Exercise inputs:
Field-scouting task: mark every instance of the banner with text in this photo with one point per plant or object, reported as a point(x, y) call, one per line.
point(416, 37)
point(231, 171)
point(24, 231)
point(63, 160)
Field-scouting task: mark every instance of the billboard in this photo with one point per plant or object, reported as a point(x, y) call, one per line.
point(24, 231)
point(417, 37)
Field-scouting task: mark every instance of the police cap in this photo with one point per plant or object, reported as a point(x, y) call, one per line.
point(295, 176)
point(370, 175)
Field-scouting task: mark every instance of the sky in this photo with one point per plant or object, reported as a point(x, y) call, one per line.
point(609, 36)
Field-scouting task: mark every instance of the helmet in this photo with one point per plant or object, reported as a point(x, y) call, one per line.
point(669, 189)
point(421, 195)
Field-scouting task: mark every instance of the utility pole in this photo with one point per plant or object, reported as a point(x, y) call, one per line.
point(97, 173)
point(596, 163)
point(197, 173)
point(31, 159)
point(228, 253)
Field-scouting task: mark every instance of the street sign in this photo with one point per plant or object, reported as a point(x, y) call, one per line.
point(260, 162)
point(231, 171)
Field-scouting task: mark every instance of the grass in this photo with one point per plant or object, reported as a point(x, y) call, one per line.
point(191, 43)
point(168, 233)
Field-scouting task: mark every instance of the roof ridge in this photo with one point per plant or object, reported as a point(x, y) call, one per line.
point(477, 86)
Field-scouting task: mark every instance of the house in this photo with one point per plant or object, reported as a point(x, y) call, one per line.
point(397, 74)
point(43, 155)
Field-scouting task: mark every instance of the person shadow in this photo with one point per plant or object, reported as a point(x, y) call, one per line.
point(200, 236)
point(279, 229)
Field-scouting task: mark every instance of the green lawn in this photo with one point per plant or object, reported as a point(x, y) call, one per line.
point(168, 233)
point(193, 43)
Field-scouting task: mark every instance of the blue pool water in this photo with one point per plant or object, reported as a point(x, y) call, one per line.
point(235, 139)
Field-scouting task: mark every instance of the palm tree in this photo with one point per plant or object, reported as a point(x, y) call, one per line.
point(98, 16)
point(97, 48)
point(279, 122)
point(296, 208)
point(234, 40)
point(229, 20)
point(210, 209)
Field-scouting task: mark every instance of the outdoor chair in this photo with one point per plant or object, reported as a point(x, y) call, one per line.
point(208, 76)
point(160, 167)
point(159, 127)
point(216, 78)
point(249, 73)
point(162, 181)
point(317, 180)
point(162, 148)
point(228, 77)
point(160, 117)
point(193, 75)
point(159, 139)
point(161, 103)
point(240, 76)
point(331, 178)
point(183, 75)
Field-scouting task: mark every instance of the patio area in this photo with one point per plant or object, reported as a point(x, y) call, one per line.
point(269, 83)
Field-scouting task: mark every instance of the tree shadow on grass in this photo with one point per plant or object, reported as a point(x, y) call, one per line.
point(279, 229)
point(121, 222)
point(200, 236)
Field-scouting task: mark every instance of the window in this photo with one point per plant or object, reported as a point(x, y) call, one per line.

Stated task:
Please copy all of the rows above word for word, one line at a time and in the same order.

Result below:
Field-scouting task: mark every instance of the banner with text in this photo with one point per plant or object, reported as a point(x, y) call, one per line.
point(416, 37)
point(231, 171)
point(24, 231)
point(63, 160)
Field-scouting task: mark every instance of the billboard in this photo with one point per plant or object, reported as a point(x, y) call, one per line.
point(24, 231)
point(417, 37)
Field-scouting task: mark every instance of the police cap in this photo with one point per plant or object, reported as a point(x, y) call, one per line.
point(295, 176)
point(370, 175)
Field-scouting task: mark every instance of the sky in this photo with one point per plant or object, reported as a point(x, y) call, one per line.
point(609, 36)
Field-scouting task: mark every instance of the helmet in this photo with one point per plant or object, reported as a point(x, y) call, one per line.
point(669, 189)
point(421, 195)
Field-scouting task: mark every instance of the utility pole in this photo with one point per plant or object, reported as a point(x, y) call, one per line.
point(97, 173)
point(596, 163)
point(197, 173)
point(31, 159)
point(228, 253)
Field-scouting task: mark every instance of the street sign in this photo with one point per plant or object, reported as a point(x, y) call, one per line.
point(260, 162)
point(231, 171)
Field-scouting task: mark every instance of the grass in this photo with one point per plant or object, reported as a point(x, y) call, one per line.
point(191, 43)
point(168, 233)
Field-scouting task: mark every instance of the roof ridge in this photo with one point per plant or object, reported as a point(x, y) call, one per line.
point(477, 86)
Field-scouting task: mark every instance of the house in this photo with one point per plant or object, reported as a point(x, y) call, one per line.
point(397, 74)
point(43, 155)
Field-scouting task: mark every instance of the person shadow in this photo with one point per plant or object, reported as a point(x, y) call, one per line.
point(200, 236)
point(279, 229)
Field-scouting task: mark every instance of the green lawn in this photo with one point per plant or object, reported as a point(x, y) call, one per line.
point(168, 233)
point(193, 43)
Field-scouting task: mark every instance of the blue pool water in this photo with one point per plant or object, reported as a point(x, y) call, one per line.
point(235, 139)
Field-scouting task: mark every instance of the palm tree in this photo with one point per plant or object, reported as a point(x, y) call, one per line.
point(98, 16)
point(97, 48)
point(279, 122)
point(296, 208)
point(234, 40)
point(229, 20)
point(210, 209)
Field-scouting task: mark every instance of the outdoor chair in this photo with one point per plant or object, reported as a point(x, y) call, one per line.
point(208, 76)
point(160, 167)
point(159, 127)
point(216, 78)
point(249, 73)
point(162, 181)
point(317, 180)
point(162, 148)
point(228, 77)
point(160, 117)
point(193, 75)
point(159, 139)
point(161, 103)
point(240, 76)
point(331, 178)
point(183, 75)
Field-scouting task: mark every instance of the patio area in this photo with one point per plant or object, reported as a point(x, y) call, one per line.
point(269, 83)
Field-scouting task: mark every instance of the tree shadow on grass in this photo with one point per plant or object, reported as a point(x, y) call, one per line.
point(279, 229)
point(121, 222)
point(200, 236)
Field-scouting task: mark every instance of the window in this photo with one point per plant or object, reported as a point(x, y) call, one per line.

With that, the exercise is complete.